═══ Data records
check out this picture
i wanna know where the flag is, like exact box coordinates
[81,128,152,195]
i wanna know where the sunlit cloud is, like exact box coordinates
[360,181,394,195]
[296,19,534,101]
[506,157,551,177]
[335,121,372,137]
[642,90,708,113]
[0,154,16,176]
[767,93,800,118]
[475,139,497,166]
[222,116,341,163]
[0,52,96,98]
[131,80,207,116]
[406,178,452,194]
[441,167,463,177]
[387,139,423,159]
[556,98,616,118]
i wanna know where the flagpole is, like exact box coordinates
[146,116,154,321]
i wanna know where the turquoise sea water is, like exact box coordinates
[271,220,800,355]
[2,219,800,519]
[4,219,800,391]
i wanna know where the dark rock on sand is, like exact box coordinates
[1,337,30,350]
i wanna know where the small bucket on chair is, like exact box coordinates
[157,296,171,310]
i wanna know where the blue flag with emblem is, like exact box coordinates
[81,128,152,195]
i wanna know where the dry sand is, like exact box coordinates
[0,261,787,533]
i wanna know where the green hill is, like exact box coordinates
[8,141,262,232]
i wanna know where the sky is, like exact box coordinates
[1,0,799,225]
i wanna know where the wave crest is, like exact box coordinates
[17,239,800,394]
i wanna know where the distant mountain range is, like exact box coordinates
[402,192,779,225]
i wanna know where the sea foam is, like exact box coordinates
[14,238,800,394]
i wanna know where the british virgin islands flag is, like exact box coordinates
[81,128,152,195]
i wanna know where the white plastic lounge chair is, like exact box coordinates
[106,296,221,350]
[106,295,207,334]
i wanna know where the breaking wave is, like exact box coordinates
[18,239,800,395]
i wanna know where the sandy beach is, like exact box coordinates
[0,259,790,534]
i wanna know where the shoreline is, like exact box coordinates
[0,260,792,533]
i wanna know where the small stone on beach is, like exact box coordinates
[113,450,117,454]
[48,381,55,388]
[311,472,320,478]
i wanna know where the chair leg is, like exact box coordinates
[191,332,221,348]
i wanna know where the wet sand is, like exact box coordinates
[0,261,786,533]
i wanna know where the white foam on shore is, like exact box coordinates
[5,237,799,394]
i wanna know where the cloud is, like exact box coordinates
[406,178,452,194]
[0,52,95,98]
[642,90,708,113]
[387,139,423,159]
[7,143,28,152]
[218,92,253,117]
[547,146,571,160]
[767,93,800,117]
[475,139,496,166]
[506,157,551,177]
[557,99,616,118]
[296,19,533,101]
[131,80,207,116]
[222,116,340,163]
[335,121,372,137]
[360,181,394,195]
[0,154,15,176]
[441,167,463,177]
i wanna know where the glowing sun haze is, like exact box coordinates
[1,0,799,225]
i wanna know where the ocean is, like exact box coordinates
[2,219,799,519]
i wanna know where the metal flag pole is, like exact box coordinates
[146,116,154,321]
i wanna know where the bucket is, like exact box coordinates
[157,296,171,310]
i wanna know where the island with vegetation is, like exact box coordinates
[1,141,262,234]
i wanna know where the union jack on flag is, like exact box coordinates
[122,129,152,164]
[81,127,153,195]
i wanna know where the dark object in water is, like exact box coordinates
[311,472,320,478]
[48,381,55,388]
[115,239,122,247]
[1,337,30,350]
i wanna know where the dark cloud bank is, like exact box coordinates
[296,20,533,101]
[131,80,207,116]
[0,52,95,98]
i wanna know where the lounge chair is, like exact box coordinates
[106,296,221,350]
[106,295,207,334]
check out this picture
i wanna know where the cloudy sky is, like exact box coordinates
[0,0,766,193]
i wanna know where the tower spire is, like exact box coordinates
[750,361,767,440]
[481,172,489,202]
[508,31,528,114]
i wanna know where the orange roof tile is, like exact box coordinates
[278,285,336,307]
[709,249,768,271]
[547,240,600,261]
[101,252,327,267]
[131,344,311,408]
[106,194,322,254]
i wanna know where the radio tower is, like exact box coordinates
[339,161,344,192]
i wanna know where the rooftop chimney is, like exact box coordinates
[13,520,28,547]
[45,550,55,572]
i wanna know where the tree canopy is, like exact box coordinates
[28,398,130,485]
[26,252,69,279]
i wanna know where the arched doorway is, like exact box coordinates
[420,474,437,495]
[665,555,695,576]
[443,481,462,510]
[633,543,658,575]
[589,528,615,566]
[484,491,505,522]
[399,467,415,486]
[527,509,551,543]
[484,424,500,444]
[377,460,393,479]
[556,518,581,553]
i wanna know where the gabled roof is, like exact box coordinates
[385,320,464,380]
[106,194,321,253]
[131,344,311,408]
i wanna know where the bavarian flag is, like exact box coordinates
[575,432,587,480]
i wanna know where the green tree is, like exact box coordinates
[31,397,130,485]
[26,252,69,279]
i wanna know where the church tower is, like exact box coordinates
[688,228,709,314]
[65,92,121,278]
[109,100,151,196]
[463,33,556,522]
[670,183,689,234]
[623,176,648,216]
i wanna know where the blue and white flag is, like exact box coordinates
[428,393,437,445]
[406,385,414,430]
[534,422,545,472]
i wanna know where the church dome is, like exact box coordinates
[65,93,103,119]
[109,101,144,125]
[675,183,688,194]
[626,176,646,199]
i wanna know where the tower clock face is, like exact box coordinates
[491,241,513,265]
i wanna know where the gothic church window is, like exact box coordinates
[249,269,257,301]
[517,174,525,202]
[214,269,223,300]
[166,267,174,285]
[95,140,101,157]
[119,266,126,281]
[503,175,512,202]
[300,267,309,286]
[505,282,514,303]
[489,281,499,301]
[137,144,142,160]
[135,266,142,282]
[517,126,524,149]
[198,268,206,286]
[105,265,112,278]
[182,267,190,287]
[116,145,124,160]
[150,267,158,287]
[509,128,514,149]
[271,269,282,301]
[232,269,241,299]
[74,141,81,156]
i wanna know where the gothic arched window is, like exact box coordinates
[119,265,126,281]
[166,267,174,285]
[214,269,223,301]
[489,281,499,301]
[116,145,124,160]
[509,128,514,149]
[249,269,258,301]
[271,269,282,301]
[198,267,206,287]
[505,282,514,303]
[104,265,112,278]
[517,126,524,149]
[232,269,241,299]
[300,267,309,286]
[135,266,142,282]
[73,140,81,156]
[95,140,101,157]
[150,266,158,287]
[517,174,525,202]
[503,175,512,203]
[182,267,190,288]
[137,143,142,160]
══════
=== What to work on ===
Using the exact wording, repeat all the entries.

=== Solution below ===
check out this picture
i wanna know where the flag is, like exact box coordinates
[81,128,152,195]
i wanna know where the sunlit cloud is, like exact box coordinates
[360,181,394,195]
[296,19,534,101]
[506,157,551,177]
[335,121,372,137]
[642,90,708,113]
[0,154,16,176]
[767,93,800,118]
[475,139,497,166]
[222,116,341,163]
[0,52,96,98]
[131,80,207,116]
[406,178,452,194]
[441,167,463,177]
[387,139,423,159]
[556,98,616,118]
i wanna know where the flagpole is, like exact box coordinates
[146,116,154,321]
i wanna know where the turquoise sea water is, like exact box coordinates
[271,220,800,355]
[2,219,800,519]
[4,219,800,391]
i wanna know where the dark rock on sand is, like exact box coordinates
[1,337,30,350]
i wanna know where the small bucket on chair is, like exact box coordinates
[157,296,171,310]
i wanna know where the blue flag with emblem is, like exact box coordinates
[81,128,152,195]
i wanna know where the dry sand is, like exact box coordinates
[0,261,787,533]
i wanna know where the green hill is, like exact box coordinates
[8,141,262,232]
i wanna know where the sky is, like exact box coordinates
[1,0,799,225]
i wanna know where the wave crest is, like exact box coordinates
[17,239,800,394]
i wanna know where the distant mountain range is, like exact box coordinates
[402,192,779,225]
i wanna know where the sea foam is, like exact box coordinates
[14,238,800,394]
i wanna know where the british virgin islands flag is, like exact box coordinates
[81,128,152,195]
i wanna know where the white plastic lounge chair is, like exact box coordinates
[106,296,221,350]
[106,295,207,334]
i wanna know where the breaking wave is, like exact box coordinates
[18,239,800,395]
i wanna know where the sandy beach is, like exact box coordinates
[0,259,790,534]
i wanna know where the shoreline is, like exact box coordinates
[0,260,792,533]
i wanna know where the small stone on beach is, like exact box coordinates
[113,450,117,454]
[48,381,55,388]
[311,472,320,478]
i wanna know where the chair leg is, like exact box coordinates
[191,332,221,348]
i wanna know where the wet sand is, like exact box coordinates
[0,261,786,533]
i wanna know where the white foam on shore is, like exact box coordinates
[5,237,799,394]
i wanna know where the cloud is, like exact box coordinates
[406,178,452,194]
[0,52,95,98]
[642,90,708,113]
[387,139,423,159]
[7,143,28,152]
[218,92,253,117]
[547,146,571,160]
[767,93,800,117]
[475,139,496,166]
[506,157,551,177]
[557,99,616,118]
[296,19,533,101]
[131,80,207,116]
[222,116,340,163]
[335,121,372,137]
[360,181,394,195]
[0,154,15,176]
[441,167,463,177]
i wanna know where the glowing sun haze is, like exact box coordinates
[1,0,799,225]
i wanna know where the ocean is, like exact box coordinates
[2,219,799,519]
i wanna know where the metal flag pole is, like exact box coordinates
[146,116,154,321]
i wanna know where the bucket is, like exact box coordinates
[157,296,171,310]
i wanna know where the island with vegetation is, like exact box coordinates
[1,141,262,234]
i wanna know where the union jack on flag is, like exact box coordinates
[122,129,152,164]
[81,127,153,195]
i wanna know where the dark object in water is, like exact box coordinates
[311,472,320,478]
[48,381,55,388]
[115,239,122,247]
[1,337,30,350]
i wanna know where the dark cloud bank is, like exact box coordinates
[296,20,533,101]
[131,80,207,116]
[0,52,95,98]
i wanna know where the lounge chair is, like exact box coordinates
[106,296,221,350]
[106,295,207,334]
check out this picture
i wanna know where the cloudy sky is, like exact box coordinates
[0,0,766,193]
i wanna know where the tower spire is, like exact box coordinates
[750,361,767,440]
[481,172,489,202]
[508,31,528,114]
i wanna know where the orange roof tile is, like exact box coordinates
[278,285,336,307]
[709,249,768,271]
[547,240,600,261]
[101,252,327,267]
[131,344,311,408]
[106,194,322,254]
i wanna know where the radio tower is, like exact box coordinates
[339,161,344,192]
i wanna know where the rooftop chimney is, like exact box coordinates
[13,520,28,547]
[45,550,55,572]
i wanna know where the tree canopy is, like exact box coordinates
[28,398,130,485]
[26,252,69,279]
i wanna know where the arched doorway is, like exact box coordinates
[420,474,437,495]
[665,555,695,576]
[443,481,462,510]
[633,543,658,575]
[589,528,615,566]
[484,491,505,522]
[399,467,415,486]
[527,509,551,543]
[484,424,500,444]
[377,460,393,479]
[556,518,581,553]
i wanna know where the gabled roof is, like exact box coordinates
[385,320,464,380]
[106,194,321,253]
[131,344,311,408]
i wanna know where the bavarian flag is, like exact box coordinates
[575,432,587,480]
i wanna know where the green tree is, like exact box coordinates
[31,397,130,485]
[26,252,69,279]
i wanna know where the church tower is, like exact box coordinates
[688,228,709,314]
[65,92,121,278]
[109,100,151,196]
[463,33,556,522]
[670,183,689,234]
[623,176,648,216]
i wanna know where the blue and white flag is, like exact box coordinates
[428,393,437,445]
[406,385,414,430]
[534,422,545,472]
i wanna know where the church dome is, like exact box coordinates
[65,93,103,119]
[109,101,144,125]
[675,183,688,194]
[626,176,646,199]
i wanna know where the tower clock face is, like exact box coordinates
[491,241,513,265]
i wanna know where the gothic church window is, like exact box coordinates
[249,269,257,301]
[517,174,525,202]
[214,269,223,300]
[166,267,174,285]
[95,140,101,157]
[119,266,126,281]
[503,175,512,202]
[300,267,309,286]
[505,282,514,303]
[489,281,499,301]
[137,144,142,160]
[135,266,142,282]
[517,126,524,149]
[198,268,206,286]
[105,265,112,278]
[182,267,190,287]
[116,145,124,160]
[150,267,158,287]
[509,128,514,149]
[271,269,282,301]
[232,269,241,299]
[74,141,81,156]
i wanna know where the gothic arched window is, like exact box coordinates
[119,265,126,281]
[166,267,174,285]
[214,269,223,301]
[489,281,499,301]
[116,145,124,160]
[509,128,514,149]
[249,269,258,301]
[271,269,282,301]
[198,267,206,287]
[505,282,514,303]
[104,265,112,278]
[517,126,524,149]
[232,269,241,299]
[300,267,309,286]
[135,266,142,282]
[73,140,81,156]
[95,140,101,157]
[150,266,158,287]
[517,174,525,202]
[503,175,512,203]
[182,267,190,288]
[137,143,142,160]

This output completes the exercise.